Requirement ▸
In the article on Sava Sekulić, swap "octopus" for "squid" and write out the part that opens with "The myths, with" and closes with "an unconscious neo-primitive.".

Supplied text ▸
= = = = =
Sava Sekulić (Сава Секулић; 17 February 1902 – 26 January 1989) was a Serbian Naïve and Outsider art painter.

==Biography==
He was born in the village of Bilišane in Dalmatinska Zagora near Obrovac, as a Serb in the Kingdom of Dalmatia, in 1902. His father died when he was 10 years old, after which his mother remarried, and Sekulić was raised by his uncle and his aunt. He did not attended formal schooling; He learnt to read and write from his father. Sekulić used to quote his father's last words: "Learn by yourself, draw and write with a stone in your hand". During World War I, he was injured at the age of 15, and lost one eye. He began writing poetry at the age of 22 and started painting in 1932, although he did not devoted himself exclusively to painting. In 1943, during World War II he worked as a builder. After his retirement in 1962, Sekulić increasingly focused on painting as well as his poetry, using visual art to further develop his poetic ideas. As a self-taught artist, his work reflects his personal and associative approach. He died in Belgrade, Serbia, in 1989.

== Artistic style ==
Sekulić painting style is described as universal, timeless and limitless. His work tends towards generalization, moving from the individual towards the universal. His paintings are associated with L'art brut style, both within Serbia and worldwide. Allegories and metaphors appear in most of his works. With his visions, he reduced a unique pictorial definition, and minimized the subject matter to a metaphor. Most of his works are compositions of human figures, portraits and scenes with historical and beings. While painting historical people, he portrayed the victims as heroes, and members of his family as mythological creatures. However, his most complex figure is a woman.

Many of his works are philosophical stories and moralizing lessons. Figures are simplified, flat and highly stylised. In the background of every painting is an original story derived from numerous popular legends and beliefs such as: pagan, Christian, mythological, historical or contemporary.
The myths, with the pronounced respect for animals, primordial parents and beliefs on summing up people and animals, are presented in his paintings by duplication and compaction of human and animal figures (such as fish, bird, horse, cow, snake, octopus, deer, bull or he-goat), multiplication of heads and limbs. The artist prefigured the symbiosis of anthropomorphic and zoomorphic figures, where all the alchemy of his pictorial expression is clearly visible. Paradoxically, Sekulić's style counteracts the narrative aspect of the painting and concentrates exclusively on the pictorial value, with the strength on an unconscious neo-primitive.
= = = = =
Entries shown ▸
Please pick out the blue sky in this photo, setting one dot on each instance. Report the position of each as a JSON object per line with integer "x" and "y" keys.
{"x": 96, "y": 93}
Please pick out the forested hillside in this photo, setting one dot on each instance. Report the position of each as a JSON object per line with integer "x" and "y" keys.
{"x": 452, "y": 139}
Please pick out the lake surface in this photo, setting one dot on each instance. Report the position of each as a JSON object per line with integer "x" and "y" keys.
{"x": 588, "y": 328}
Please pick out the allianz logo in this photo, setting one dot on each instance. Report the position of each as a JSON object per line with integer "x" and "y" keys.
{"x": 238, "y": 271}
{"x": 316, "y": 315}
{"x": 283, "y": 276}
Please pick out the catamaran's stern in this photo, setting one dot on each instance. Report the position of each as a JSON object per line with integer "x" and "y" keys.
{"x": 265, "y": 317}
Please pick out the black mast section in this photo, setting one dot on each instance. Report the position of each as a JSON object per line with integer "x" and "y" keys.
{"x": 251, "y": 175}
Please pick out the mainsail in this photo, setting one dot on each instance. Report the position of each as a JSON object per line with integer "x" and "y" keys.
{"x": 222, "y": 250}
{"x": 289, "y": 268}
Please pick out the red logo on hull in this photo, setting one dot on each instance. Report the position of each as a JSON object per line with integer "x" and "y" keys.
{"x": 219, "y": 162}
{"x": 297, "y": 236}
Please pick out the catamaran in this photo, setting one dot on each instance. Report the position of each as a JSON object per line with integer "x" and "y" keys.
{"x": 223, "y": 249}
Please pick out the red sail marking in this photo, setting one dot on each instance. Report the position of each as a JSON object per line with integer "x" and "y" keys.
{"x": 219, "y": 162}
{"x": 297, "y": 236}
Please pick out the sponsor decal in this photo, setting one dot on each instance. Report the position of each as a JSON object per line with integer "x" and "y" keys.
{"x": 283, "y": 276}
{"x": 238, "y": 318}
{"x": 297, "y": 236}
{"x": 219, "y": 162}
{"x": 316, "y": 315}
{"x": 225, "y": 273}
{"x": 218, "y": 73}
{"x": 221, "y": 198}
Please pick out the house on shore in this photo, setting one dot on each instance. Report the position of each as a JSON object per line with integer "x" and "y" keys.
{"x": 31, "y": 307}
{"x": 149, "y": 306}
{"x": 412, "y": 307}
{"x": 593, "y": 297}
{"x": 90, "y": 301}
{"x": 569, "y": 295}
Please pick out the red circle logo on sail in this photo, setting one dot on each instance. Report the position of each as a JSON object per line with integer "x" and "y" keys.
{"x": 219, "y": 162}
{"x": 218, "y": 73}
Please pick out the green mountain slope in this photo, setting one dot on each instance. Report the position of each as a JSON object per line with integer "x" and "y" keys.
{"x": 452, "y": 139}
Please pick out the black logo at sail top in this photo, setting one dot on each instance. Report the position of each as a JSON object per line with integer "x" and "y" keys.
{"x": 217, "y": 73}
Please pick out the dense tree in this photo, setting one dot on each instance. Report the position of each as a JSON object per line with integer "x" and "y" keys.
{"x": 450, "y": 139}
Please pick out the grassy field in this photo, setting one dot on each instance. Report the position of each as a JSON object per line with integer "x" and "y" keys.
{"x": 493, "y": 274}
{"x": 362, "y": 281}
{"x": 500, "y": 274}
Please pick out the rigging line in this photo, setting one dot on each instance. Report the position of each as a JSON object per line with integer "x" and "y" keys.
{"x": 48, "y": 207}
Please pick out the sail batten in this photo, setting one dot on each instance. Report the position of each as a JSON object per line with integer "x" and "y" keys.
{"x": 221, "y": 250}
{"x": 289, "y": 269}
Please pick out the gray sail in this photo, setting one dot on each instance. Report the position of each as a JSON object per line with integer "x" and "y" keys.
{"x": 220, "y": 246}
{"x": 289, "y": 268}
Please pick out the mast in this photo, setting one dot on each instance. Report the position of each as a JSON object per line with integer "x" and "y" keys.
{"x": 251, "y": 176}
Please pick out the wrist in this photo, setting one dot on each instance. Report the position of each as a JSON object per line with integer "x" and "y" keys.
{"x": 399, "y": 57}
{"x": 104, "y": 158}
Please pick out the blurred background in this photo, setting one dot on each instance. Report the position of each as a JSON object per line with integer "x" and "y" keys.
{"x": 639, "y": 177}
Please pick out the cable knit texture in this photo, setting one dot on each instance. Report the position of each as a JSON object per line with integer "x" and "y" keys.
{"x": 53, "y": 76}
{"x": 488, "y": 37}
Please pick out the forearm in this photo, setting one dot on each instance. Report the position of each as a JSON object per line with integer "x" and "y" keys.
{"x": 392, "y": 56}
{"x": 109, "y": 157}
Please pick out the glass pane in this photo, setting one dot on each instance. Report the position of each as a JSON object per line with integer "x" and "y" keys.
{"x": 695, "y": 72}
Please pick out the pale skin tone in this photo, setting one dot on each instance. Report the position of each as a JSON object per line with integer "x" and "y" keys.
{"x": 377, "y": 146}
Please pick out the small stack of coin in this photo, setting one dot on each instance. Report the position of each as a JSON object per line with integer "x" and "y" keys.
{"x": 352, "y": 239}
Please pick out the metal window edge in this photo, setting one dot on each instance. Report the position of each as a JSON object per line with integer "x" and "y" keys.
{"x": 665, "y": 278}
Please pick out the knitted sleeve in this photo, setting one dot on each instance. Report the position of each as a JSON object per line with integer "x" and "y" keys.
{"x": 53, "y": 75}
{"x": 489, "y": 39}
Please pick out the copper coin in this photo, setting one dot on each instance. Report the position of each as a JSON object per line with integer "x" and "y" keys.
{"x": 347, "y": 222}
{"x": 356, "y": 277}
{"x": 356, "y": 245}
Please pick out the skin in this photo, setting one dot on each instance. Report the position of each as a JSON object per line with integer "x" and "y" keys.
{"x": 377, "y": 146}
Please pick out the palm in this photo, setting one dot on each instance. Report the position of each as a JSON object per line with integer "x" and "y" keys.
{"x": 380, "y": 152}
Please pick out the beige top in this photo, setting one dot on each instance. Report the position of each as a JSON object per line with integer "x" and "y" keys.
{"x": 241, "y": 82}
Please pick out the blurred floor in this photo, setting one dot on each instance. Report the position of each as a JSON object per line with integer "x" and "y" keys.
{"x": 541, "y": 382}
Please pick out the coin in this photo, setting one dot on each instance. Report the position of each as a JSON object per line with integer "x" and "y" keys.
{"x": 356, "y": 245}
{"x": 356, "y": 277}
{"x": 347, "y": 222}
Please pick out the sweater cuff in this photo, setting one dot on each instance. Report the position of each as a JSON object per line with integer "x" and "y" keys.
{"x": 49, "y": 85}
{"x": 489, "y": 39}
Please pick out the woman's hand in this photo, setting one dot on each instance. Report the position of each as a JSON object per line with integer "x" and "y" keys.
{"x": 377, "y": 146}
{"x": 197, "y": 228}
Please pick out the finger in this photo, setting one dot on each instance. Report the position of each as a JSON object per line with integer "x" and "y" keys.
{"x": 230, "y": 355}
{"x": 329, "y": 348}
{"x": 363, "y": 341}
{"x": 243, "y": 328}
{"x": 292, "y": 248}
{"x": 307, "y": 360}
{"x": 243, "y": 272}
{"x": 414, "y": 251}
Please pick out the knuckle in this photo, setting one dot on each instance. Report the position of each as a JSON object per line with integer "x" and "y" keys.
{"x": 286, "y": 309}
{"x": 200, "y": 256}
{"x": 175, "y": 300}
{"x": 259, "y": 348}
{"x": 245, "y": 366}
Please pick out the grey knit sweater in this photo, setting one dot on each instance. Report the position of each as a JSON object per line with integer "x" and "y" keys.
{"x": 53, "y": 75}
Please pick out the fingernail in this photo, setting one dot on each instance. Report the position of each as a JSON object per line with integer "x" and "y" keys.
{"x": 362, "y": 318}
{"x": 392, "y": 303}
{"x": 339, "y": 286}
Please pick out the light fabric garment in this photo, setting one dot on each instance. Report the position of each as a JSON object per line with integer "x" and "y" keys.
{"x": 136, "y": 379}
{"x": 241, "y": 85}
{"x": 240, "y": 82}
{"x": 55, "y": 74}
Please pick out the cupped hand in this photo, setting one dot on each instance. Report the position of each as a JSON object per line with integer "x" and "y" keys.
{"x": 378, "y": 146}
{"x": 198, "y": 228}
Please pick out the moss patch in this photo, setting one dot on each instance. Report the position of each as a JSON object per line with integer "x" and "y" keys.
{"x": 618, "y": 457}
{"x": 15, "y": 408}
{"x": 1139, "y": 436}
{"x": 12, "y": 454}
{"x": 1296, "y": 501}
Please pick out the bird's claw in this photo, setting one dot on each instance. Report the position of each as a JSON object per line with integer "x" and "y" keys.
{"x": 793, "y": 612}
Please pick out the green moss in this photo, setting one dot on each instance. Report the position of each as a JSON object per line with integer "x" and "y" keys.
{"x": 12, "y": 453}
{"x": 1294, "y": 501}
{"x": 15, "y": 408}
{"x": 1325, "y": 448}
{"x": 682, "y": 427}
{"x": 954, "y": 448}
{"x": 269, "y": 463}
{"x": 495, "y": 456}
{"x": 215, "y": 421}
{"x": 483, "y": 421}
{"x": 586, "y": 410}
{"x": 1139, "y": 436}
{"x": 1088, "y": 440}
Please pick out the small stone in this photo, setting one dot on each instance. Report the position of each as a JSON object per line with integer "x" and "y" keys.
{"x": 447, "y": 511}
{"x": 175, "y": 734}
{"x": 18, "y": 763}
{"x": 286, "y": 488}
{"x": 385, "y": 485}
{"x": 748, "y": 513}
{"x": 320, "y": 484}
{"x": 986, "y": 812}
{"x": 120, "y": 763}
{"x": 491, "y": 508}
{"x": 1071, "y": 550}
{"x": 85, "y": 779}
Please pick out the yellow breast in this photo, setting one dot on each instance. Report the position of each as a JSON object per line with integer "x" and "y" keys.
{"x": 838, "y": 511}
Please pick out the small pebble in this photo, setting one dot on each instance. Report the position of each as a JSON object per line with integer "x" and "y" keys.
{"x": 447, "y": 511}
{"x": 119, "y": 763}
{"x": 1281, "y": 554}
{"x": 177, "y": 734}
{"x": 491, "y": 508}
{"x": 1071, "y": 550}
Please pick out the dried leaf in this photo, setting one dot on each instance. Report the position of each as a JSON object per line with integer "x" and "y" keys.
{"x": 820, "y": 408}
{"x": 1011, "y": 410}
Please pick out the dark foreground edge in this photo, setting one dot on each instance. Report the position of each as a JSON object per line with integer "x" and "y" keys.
= = = = =
Solution for this task ▸
The myths, with the pronounced respect for animals, primordial parents and beliefs on summing up people and animals, are presented in his paintings by duplication and compaction of human and animal figures (such as fish, bird, horse, cow, snake, squid, deer, bull or he-goat), multiplication of heads and limbs. The artist prefigured the symbiosis of anthropomorphic and zoomorphic figures, where all the alchemy of his pictorial expression is clearly visible. Paradoxically, Sekulić's style counteracts the narrative aspect of the painting and concentrates exclusively on the pictorial value, with the strength on an unconscious neo-primitive.